Starting at the first line of the listing below and ending at the line with "[[165, 191], [401, 256], [126, 84], [626, 185]]", copy each line exactly.

◇ ◇ ◇

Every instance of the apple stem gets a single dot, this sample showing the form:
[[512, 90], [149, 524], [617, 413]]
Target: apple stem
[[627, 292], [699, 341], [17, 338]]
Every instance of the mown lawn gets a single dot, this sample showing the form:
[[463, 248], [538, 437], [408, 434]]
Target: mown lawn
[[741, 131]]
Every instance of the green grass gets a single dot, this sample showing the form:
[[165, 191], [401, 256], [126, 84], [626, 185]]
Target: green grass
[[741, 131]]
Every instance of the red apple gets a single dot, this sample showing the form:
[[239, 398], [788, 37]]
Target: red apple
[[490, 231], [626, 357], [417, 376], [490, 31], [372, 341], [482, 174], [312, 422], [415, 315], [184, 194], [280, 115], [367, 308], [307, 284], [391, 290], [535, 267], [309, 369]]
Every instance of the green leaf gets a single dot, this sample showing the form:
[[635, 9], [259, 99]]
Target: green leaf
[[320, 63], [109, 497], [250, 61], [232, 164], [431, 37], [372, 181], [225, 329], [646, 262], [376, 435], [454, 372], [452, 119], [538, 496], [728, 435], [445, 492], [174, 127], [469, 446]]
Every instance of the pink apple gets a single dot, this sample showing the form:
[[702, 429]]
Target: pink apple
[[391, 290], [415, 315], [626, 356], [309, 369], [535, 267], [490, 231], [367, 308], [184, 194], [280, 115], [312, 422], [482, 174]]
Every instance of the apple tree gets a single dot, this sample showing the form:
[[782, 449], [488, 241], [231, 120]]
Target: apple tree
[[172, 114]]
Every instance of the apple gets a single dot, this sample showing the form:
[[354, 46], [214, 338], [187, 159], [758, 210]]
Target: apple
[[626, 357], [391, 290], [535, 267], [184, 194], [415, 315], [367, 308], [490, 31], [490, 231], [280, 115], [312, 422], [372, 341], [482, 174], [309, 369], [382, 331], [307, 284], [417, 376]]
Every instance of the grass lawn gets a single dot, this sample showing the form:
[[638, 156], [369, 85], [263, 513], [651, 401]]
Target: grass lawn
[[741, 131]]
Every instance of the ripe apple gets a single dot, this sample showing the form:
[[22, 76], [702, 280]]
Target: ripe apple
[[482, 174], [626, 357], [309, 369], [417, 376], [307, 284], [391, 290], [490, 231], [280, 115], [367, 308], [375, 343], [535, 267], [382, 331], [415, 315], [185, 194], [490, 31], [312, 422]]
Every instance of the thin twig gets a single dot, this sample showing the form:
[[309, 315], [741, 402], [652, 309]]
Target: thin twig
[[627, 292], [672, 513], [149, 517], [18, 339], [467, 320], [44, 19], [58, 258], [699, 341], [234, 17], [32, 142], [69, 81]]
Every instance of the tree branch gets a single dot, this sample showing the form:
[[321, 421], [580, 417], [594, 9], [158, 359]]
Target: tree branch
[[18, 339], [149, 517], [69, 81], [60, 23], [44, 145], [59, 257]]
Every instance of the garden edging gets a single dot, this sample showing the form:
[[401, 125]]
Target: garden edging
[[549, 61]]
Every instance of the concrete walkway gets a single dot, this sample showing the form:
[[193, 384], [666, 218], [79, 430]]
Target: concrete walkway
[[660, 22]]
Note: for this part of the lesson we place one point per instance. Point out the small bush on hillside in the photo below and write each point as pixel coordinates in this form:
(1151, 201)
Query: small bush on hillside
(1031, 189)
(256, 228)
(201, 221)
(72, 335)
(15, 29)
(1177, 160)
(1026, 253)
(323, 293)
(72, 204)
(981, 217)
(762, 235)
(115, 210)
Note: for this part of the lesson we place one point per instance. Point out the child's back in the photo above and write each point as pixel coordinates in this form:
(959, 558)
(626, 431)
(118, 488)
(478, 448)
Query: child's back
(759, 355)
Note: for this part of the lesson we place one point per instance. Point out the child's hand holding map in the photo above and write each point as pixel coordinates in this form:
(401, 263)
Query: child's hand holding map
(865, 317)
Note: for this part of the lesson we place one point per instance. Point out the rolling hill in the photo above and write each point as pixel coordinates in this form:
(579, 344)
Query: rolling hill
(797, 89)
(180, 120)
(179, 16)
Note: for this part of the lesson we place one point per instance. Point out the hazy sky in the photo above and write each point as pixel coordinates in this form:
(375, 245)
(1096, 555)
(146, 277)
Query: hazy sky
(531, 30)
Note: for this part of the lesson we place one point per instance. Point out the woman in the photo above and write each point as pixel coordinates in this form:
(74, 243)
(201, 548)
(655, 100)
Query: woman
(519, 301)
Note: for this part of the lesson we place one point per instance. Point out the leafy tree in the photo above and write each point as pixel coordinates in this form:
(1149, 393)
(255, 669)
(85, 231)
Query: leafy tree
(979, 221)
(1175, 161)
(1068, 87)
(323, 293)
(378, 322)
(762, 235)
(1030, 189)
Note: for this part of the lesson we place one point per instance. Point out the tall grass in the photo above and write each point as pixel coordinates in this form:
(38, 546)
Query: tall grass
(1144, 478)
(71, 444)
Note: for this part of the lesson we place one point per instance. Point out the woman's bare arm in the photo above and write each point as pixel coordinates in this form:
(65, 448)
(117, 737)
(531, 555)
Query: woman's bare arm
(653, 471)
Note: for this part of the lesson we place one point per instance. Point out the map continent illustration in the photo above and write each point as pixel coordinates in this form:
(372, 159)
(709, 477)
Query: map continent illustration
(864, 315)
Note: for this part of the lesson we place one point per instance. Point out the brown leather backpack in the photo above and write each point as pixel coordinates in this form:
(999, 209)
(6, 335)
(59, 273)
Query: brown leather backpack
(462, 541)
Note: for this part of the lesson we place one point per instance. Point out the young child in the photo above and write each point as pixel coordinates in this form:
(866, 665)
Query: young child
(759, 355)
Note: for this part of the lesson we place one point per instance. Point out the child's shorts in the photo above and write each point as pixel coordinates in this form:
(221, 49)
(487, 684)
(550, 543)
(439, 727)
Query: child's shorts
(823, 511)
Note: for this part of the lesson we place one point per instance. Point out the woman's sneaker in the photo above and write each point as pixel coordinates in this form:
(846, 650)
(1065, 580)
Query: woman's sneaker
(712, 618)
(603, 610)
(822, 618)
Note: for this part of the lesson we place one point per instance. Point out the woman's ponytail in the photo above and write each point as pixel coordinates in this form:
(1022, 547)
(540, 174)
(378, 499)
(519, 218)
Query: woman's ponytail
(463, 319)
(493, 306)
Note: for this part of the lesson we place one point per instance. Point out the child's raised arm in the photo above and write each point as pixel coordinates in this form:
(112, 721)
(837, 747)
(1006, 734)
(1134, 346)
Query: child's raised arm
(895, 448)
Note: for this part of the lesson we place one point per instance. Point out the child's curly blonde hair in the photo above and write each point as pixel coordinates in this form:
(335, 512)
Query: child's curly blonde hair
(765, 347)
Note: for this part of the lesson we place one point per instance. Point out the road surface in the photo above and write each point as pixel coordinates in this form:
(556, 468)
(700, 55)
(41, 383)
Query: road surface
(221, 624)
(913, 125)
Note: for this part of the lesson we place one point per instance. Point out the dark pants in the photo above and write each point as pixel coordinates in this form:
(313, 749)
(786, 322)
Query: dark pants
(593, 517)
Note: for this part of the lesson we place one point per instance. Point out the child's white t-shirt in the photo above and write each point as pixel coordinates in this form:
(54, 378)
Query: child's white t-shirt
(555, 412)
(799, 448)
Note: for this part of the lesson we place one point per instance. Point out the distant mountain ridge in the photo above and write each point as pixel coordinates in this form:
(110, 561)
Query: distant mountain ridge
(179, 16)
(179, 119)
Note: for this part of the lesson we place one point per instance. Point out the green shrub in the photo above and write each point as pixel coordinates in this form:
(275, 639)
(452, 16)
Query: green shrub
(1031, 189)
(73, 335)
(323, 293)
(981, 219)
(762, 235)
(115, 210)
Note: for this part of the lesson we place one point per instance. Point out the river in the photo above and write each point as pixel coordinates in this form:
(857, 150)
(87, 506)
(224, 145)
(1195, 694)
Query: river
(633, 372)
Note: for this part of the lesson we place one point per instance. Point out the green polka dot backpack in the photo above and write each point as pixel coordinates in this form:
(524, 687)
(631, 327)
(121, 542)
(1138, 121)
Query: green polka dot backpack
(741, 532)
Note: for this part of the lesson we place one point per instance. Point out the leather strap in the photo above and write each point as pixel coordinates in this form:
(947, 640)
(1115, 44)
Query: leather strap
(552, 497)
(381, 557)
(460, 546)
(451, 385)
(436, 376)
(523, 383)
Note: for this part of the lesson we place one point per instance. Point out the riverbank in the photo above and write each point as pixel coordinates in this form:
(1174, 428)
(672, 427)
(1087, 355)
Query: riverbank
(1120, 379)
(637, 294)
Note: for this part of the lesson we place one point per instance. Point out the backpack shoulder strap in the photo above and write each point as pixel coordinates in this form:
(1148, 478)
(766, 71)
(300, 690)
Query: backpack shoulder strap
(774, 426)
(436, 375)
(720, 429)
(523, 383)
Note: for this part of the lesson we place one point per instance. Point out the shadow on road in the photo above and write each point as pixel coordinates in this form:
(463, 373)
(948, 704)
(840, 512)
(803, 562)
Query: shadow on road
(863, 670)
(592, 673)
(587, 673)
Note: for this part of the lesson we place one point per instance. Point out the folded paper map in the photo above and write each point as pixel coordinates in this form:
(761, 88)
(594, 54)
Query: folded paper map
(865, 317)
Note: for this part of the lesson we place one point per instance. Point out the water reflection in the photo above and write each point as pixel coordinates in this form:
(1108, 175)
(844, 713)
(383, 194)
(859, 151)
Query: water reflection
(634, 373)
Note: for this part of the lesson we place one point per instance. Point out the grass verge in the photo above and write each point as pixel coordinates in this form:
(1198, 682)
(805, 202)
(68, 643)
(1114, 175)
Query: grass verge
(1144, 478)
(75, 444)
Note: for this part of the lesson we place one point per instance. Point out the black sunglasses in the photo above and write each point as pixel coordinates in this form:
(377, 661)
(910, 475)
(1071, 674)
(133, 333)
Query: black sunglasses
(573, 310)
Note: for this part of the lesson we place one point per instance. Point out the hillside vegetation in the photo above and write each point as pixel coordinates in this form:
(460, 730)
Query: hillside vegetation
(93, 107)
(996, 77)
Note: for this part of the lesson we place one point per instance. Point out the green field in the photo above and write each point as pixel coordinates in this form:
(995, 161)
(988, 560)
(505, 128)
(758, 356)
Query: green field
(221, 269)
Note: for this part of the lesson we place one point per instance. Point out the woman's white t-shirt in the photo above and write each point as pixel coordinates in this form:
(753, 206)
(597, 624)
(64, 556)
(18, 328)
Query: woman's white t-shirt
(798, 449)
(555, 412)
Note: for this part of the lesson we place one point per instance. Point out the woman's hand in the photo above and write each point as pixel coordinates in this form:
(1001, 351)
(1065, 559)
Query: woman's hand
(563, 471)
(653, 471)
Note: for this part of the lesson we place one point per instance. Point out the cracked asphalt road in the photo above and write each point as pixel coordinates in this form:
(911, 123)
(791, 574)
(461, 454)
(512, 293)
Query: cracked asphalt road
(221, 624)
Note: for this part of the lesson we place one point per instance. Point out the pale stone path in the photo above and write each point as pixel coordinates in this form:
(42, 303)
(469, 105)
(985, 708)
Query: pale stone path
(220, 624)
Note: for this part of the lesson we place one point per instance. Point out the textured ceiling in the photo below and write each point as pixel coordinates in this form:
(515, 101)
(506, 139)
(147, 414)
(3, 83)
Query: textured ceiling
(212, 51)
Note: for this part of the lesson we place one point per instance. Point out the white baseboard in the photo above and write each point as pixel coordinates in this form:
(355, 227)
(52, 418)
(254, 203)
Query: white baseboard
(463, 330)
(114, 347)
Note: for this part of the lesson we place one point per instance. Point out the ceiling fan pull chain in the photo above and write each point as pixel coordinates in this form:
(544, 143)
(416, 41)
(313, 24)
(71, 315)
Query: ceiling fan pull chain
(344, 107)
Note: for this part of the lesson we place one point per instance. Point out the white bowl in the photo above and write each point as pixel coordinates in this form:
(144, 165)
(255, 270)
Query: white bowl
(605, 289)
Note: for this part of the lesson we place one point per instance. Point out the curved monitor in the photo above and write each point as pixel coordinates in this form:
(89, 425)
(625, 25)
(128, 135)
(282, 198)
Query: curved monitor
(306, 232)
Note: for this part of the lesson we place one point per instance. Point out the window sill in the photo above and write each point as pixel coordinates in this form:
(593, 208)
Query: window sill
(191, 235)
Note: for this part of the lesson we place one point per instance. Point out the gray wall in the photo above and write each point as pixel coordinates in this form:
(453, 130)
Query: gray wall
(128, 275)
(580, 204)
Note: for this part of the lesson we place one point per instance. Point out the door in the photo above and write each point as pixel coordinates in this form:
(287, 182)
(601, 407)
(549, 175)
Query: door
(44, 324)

◇ ◇ ◇

• [Written answer]:
Every instance of the apple stem gets a single dot, this sample showing the form:
[[512, 90], [149, 524], [617, 413]]
Target: apple stem
[[627, 292], [699, 341], [17, 338]]
Every instance of the mown lawn gets a single dot, this sample showing the form:
[[463, 248], [538, 437], [408, 434]]
Target: mown lawn
[[741, 131]]
Every instance of the green grass gets a single dot, this sample showing the form:
[[165, 191], [401, 256], [126, 84], [626, 185]]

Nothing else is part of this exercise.